+++ Text for analysis
The Paper-Only Chaos Carousel: Low‑Tech Rotation Drills for High‑Reliability Teams
How to use simple, paper-only “chaos carousel” drills to build shared reliability intuition, practice incident roles, and strengthen your team’s outage and security response without touching production.
The Paper-Only Chaos Carousel: Low‑Tech Rotation Drills for High‑Reliability Teams
Reliability training often gets framed as a choice between “do nothing and hope” or “spin up an expensive chaos engineering program.” There’s a huge middle ground that most teams overlook: paper-only chaos carousels.
These are low-tech, tabletop-style drills where teams walk through realistic outage or attack scenarios using printed prompts—no scripts, no test environments, no risky experiments in prod. Just people, paper, and conversation.
Done well, chaos carousels become a lightweight practice field for reliability, security, and operations skills. They help your team build shared intuition about how your systems fail, how to respond, and how to improve—without waiting for the next real incident.
This post explains what a paper-only chaos carousel is, why it works, how to run one, and how to fit it into a broader incident training program.
What Is a Paper-Only Chaos Carousel?
++++++
Task 1: Transcribe the passage of the chaos carousel post between "These are low-tech, tabletop-style" and "paper, and conversation.", inclusive.
Task 2: In the chaos carousel post, what do teams use to walk through realistic outage or attack scenarios?
+++ Record extracts
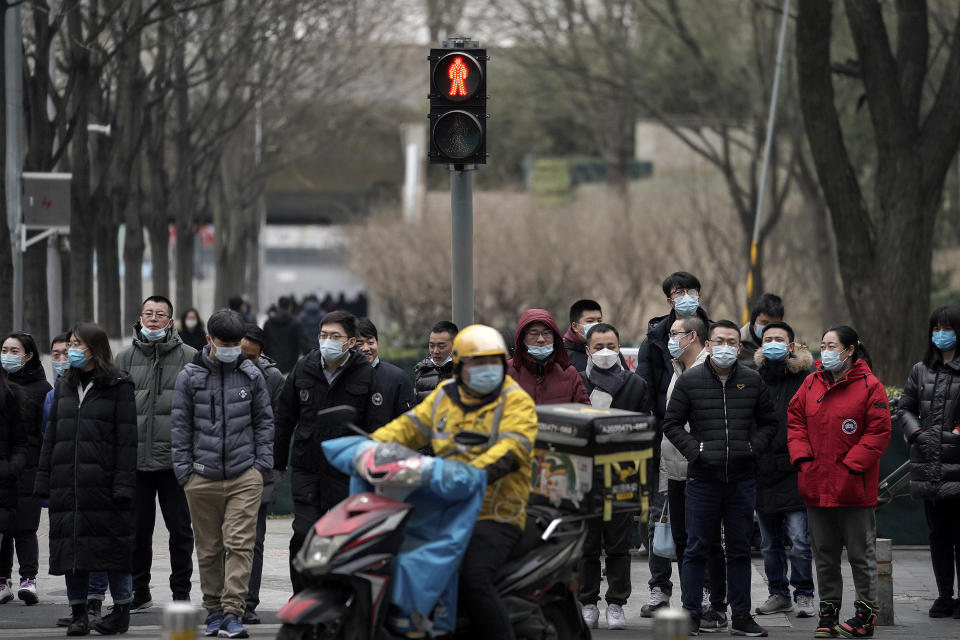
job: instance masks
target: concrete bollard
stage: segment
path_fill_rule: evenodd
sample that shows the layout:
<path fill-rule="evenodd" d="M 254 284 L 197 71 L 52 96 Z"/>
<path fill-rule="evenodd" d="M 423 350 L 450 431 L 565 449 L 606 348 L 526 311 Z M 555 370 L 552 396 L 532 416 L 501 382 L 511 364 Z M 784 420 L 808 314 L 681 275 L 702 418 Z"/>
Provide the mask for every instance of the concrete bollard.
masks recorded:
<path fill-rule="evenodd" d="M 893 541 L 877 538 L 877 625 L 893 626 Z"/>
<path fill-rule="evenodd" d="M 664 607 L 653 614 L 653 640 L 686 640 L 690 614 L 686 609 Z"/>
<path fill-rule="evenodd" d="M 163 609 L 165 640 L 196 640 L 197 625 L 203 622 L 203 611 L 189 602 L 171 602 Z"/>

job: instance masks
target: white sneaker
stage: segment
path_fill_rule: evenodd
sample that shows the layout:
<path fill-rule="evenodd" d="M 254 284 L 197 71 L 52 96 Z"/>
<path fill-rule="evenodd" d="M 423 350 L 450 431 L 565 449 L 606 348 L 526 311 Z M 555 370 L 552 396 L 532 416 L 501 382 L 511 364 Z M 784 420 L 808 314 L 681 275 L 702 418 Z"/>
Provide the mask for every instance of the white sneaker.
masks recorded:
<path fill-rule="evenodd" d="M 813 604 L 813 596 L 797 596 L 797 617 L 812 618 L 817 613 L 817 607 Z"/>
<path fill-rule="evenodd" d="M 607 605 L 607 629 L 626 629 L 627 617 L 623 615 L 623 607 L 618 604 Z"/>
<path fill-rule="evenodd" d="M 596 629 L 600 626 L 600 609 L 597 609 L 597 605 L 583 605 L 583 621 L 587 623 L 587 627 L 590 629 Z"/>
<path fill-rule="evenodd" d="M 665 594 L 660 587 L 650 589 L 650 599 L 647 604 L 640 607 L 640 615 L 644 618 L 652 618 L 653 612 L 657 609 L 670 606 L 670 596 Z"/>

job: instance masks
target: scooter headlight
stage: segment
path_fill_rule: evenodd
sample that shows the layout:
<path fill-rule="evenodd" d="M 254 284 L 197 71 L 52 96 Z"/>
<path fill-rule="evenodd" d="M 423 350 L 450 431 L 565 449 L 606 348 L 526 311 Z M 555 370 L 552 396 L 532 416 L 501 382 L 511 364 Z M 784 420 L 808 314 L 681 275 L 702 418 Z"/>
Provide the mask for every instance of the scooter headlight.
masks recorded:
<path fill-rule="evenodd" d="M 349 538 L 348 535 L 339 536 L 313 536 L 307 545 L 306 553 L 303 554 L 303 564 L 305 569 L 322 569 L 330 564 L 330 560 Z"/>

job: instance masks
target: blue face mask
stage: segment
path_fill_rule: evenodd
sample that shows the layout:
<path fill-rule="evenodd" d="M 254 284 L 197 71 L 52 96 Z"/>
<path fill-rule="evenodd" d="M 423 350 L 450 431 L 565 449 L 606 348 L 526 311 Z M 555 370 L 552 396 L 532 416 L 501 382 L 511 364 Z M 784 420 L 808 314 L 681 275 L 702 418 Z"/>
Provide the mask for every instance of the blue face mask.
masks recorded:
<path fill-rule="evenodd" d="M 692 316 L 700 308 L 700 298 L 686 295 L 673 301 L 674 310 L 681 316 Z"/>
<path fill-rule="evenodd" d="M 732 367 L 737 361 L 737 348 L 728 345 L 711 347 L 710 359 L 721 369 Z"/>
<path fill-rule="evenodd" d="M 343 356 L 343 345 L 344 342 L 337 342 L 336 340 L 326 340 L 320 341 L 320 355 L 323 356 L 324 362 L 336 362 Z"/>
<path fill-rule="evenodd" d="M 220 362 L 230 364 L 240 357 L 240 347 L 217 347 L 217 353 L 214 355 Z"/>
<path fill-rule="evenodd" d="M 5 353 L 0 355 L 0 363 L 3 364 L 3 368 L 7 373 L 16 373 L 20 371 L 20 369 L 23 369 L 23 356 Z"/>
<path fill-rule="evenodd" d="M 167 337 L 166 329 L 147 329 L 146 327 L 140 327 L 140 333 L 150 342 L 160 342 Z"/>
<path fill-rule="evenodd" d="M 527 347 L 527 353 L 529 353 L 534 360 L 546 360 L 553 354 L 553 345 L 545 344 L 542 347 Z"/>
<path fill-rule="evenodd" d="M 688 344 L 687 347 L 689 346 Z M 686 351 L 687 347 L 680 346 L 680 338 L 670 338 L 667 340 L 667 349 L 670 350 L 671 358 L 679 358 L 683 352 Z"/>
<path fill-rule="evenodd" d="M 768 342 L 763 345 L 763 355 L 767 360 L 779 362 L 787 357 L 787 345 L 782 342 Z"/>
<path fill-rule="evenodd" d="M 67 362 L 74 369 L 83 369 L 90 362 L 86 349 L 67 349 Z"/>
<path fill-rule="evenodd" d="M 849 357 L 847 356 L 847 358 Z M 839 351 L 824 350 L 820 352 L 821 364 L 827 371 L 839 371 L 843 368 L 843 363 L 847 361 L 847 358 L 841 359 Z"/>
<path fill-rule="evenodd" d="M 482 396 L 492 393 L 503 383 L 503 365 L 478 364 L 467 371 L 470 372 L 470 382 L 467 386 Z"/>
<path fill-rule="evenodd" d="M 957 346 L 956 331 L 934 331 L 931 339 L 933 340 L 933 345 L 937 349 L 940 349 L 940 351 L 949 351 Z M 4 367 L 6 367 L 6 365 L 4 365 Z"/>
++++++
Response 1:
These are low-tech, tabletop-style drills where teams walk through realistic outage or attack scenarios using printed prompts—no scripts, no test environments, no risky experiments in prod. Just people, paper, and conversation.

Response 2: Printed prompts.